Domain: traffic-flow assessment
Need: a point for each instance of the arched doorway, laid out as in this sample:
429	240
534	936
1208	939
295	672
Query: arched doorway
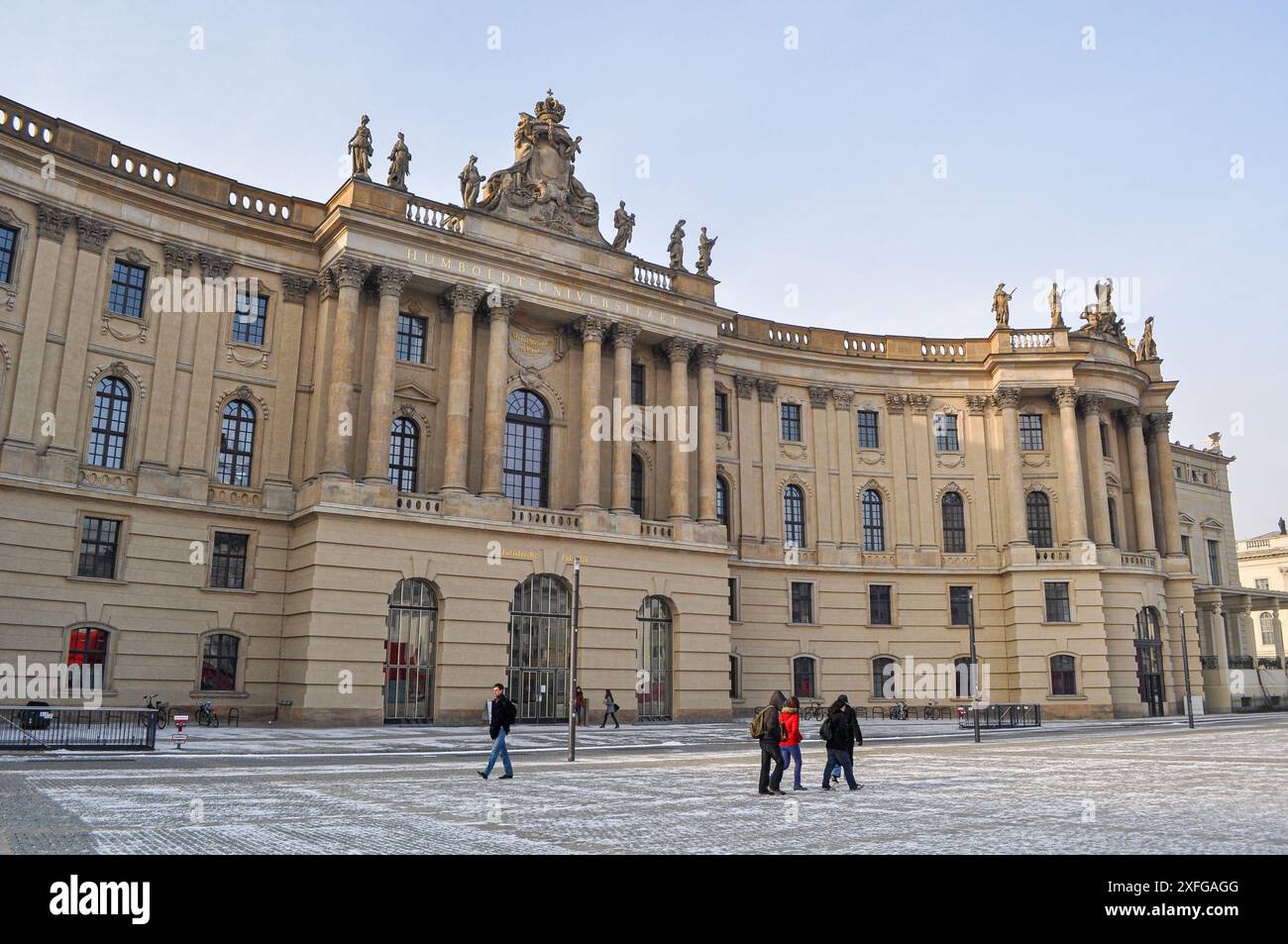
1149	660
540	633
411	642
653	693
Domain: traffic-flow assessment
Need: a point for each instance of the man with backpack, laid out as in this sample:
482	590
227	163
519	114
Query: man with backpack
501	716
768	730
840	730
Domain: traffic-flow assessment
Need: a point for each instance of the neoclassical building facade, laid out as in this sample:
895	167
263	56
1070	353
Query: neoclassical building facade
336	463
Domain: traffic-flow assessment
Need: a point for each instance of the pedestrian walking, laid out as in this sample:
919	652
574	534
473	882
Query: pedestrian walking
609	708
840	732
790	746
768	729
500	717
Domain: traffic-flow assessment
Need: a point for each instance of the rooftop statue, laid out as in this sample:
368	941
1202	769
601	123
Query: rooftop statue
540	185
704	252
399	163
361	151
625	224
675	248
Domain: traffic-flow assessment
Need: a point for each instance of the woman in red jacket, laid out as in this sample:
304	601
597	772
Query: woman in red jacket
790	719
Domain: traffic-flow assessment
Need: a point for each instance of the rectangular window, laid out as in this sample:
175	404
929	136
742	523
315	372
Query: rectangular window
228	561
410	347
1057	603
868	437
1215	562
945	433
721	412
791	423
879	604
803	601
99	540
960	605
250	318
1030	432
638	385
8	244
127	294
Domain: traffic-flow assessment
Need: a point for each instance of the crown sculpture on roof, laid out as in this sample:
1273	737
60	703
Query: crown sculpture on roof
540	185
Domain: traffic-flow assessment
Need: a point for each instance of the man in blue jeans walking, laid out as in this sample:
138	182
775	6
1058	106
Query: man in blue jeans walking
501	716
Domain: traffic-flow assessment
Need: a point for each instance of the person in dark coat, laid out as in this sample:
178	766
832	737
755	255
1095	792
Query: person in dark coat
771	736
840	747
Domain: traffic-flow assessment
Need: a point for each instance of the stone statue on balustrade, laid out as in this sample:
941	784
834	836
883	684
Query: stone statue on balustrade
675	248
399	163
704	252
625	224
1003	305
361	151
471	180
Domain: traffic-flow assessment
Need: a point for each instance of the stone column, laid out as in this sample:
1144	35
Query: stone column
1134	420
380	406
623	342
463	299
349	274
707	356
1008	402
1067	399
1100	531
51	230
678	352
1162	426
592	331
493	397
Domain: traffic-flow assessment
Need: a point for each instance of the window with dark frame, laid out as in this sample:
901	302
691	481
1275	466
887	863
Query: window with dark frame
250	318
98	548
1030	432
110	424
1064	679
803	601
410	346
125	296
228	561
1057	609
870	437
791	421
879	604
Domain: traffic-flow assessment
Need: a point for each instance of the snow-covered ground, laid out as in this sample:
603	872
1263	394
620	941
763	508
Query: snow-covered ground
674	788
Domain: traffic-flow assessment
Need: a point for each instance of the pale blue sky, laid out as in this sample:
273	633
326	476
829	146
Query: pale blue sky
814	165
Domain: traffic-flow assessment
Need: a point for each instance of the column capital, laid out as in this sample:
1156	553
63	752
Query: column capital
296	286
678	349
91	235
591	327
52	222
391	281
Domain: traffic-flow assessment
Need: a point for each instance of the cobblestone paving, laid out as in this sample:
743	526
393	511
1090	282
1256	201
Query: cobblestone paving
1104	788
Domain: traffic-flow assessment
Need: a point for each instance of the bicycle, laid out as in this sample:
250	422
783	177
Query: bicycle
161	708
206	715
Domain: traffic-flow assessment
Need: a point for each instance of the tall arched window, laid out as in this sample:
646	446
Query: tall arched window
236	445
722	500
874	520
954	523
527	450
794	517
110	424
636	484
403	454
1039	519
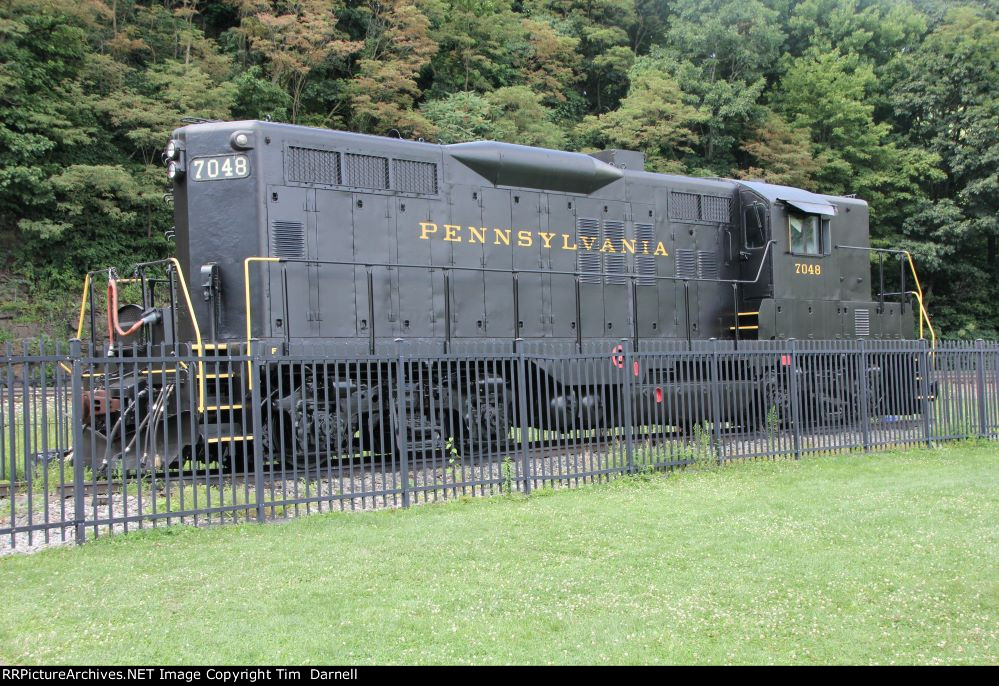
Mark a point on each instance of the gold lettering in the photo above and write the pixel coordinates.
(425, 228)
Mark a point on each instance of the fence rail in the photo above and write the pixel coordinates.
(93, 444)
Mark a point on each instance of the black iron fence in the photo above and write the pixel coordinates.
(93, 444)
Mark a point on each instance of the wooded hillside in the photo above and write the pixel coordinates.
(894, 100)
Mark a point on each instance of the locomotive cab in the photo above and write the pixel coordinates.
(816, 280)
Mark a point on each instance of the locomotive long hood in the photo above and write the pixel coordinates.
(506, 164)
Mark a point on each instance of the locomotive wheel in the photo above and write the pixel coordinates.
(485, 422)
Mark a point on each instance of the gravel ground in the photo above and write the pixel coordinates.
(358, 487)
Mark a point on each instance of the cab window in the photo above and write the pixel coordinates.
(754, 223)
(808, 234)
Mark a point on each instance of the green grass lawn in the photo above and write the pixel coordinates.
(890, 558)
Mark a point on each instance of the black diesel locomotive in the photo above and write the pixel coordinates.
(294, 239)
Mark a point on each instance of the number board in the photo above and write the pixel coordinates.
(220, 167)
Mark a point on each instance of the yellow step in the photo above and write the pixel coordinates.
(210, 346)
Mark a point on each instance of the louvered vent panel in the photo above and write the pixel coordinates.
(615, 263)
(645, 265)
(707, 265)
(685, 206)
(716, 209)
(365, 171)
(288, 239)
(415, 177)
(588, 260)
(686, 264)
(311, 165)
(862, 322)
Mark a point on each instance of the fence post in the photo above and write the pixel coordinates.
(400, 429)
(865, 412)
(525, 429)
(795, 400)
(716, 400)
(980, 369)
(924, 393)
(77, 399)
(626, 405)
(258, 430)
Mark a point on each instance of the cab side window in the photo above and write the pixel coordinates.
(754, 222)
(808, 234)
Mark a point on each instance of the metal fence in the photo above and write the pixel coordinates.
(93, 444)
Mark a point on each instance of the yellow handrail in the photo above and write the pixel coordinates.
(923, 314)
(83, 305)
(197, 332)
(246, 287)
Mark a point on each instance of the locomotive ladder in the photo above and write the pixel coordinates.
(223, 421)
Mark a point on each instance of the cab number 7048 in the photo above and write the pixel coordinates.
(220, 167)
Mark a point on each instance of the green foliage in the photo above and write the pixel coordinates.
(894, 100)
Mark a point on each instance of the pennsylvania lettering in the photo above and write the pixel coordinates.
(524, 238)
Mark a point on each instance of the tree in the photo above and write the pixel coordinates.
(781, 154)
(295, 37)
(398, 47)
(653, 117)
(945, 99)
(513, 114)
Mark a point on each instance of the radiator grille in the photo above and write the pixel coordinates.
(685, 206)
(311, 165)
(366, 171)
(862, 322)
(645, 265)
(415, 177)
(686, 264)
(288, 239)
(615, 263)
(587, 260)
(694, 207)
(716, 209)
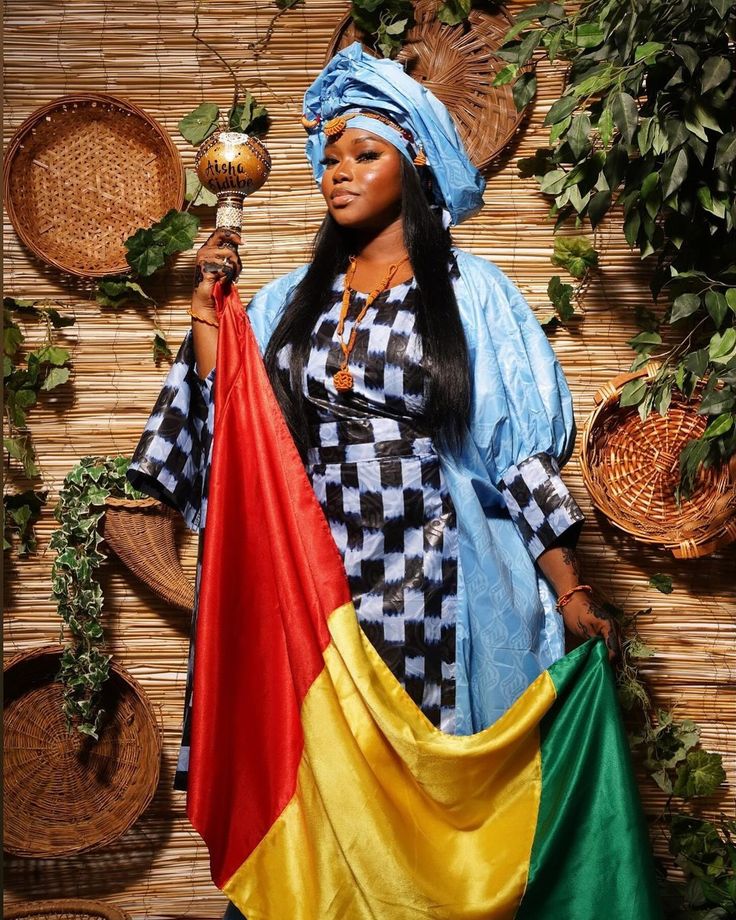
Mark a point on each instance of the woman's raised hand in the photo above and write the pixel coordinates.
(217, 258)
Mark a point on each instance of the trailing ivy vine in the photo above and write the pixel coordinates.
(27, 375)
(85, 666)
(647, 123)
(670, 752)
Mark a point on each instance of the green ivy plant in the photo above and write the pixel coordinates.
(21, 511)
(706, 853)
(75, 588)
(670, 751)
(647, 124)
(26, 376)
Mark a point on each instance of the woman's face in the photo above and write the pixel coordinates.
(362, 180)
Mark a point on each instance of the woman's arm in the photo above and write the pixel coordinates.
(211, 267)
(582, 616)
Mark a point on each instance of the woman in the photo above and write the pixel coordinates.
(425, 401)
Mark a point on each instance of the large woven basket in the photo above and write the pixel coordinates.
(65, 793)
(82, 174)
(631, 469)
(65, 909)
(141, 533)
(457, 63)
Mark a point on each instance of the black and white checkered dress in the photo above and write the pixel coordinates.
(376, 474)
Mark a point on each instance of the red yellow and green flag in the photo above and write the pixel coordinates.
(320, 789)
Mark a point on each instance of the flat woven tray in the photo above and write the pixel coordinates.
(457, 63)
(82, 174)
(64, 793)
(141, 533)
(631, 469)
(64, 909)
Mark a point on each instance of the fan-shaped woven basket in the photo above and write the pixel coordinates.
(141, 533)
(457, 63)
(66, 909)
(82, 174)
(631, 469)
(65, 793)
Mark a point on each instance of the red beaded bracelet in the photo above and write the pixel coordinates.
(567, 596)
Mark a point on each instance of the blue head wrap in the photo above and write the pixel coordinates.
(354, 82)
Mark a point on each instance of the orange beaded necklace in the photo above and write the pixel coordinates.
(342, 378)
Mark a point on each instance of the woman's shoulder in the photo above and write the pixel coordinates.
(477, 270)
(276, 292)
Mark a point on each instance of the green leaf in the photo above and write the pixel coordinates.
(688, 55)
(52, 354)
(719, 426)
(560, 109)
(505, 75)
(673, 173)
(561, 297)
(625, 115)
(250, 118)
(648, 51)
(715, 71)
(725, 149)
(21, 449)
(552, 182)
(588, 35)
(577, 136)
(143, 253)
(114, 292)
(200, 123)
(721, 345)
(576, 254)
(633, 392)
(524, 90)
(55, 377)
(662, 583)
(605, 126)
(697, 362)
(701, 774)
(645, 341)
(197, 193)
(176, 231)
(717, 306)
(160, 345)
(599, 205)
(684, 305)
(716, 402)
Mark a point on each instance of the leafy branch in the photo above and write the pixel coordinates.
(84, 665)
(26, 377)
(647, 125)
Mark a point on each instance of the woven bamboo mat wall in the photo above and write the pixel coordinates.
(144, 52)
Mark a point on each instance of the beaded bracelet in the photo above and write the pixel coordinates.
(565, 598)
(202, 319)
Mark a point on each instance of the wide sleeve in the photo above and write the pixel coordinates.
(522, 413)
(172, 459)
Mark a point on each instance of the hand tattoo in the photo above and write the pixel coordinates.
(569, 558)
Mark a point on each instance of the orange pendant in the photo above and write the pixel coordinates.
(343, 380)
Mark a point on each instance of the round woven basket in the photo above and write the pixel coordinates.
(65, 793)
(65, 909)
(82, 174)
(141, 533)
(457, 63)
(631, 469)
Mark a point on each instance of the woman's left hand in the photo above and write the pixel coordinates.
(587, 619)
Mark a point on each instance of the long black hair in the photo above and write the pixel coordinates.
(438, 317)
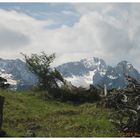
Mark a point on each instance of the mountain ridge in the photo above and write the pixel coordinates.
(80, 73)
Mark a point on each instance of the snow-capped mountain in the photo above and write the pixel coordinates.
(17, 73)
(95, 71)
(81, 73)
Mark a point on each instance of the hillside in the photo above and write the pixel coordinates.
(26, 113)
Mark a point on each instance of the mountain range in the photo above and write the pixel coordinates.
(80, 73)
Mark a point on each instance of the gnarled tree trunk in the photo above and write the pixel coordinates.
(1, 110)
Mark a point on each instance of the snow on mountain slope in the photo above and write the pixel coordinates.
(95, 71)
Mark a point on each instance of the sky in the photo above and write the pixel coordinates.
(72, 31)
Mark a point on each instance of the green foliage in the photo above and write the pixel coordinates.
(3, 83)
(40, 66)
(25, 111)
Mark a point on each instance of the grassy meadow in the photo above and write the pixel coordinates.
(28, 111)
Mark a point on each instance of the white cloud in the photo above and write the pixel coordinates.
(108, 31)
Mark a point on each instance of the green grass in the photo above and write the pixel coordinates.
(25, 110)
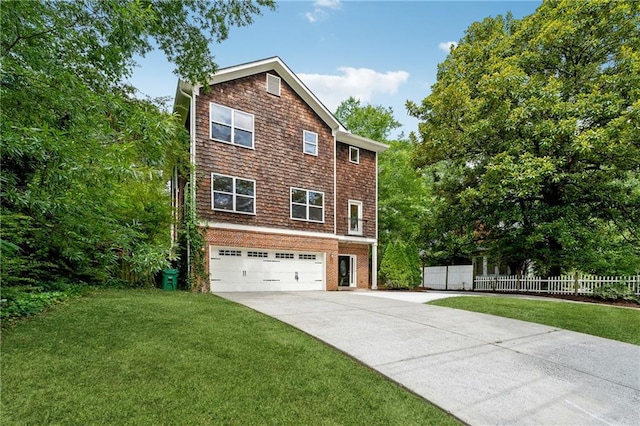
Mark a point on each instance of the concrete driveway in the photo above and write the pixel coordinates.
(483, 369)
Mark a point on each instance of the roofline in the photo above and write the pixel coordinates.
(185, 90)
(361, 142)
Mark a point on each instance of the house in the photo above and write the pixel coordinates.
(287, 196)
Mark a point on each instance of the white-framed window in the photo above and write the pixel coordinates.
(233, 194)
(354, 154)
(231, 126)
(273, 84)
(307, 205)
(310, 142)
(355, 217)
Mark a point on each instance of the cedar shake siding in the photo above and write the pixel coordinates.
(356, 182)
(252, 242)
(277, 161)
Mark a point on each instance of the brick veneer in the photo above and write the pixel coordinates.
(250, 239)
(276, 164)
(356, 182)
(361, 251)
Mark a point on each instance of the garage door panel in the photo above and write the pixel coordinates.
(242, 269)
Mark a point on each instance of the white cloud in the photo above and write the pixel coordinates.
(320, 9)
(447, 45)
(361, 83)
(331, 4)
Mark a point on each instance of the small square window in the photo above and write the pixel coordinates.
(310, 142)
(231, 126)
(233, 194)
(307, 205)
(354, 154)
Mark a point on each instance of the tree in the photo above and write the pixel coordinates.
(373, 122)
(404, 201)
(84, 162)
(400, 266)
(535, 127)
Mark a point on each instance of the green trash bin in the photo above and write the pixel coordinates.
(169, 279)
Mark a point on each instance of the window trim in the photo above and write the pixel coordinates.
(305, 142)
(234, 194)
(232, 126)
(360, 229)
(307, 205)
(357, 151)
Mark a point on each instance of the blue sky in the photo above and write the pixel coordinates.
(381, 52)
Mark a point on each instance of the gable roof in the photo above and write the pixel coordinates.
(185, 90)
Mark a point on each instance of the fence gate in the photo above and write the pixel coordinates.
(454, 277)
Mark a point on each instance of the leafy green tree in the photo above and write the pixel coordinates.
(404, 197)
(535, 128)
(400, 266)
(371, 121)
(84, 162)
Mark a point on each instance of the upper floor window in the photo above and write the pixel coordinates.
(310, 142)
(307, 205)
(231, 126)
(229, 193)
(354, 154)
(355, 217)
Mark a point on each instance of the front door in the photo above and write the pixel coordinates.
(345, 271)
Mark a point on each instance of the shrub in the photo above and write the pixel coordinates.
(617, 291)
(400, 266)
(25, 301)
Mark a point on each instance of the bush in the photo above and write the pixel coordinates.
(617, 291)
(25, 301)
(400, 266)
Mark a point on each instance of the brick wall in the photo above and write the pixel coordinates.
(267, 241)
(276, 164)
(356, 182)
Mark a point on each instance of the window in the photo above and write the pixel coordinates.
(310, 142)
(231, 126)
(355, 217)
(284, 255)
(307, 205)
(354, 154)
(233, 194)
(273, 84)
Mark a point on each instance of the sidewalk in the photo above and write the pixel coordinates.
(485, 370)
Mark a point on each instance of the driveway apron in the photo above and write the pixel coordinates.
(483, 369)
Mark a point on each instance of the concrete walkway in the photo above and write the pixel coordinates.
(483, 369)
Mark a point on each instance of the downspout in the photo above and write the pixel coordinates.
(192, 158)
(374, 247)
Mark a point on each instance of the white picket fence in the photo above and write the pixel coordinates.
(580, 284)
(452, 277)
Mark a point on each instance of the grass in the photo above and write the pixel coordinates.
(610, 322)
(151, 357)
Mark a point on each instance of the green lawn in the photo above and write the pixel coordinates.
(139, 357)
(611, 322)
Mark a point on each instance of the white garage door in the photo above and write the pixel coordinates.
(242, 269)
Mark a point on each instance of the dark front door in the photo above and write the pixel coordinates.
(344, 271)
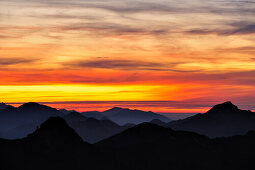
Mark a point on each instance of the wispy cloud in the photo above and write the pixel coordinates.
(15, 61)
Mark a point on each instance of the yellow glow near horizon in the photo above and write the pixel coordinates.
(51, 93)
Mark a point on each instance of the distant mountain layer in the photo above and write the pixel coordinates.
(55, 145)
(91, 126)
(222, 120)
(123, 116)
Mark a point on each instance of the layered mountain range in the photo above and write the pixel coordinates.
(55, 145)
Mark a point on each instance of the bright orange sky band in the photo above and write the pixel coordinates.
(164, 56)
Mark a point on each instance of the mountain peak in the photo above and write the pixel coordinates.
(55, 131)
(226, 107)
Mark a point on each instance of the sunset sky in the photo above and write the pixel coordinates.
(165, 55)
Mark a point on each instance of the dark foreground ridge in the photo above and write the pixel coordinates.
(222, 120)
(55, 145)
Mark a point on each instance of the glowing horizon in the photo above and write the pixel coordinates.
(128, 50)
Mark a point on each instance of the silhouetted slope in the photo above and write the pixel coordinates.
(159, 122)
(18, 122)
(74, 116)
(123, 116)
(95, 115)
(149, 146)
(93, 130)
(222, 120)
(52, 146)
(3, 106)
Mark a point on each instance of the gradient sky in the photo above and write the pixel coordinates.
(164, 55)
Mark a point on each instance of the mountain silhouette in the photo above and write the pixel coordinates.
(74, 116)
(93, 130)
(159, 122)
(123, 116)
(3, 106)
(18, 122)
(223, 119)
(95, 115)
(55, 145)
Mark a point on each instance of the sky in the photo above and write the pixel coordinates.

______________________________

Instructions for the task: After locating the line that holds "Mark a point on each instance of the mountain silhouette", print it and each line after it through the end of the data, exactly as it stands.

Final answer:
Mark a point on each instance of the mountain silhouette in the photo above and write the pixel coordinates.
(74, 116)
(93, 130)
(159, 122)
(123, 116)
(3, 106)
(18, 122)
(223, 119)
(95, 115)
(55, 145)
Mark a point on each instance of the sky in the photo above and write the pixel coordinates.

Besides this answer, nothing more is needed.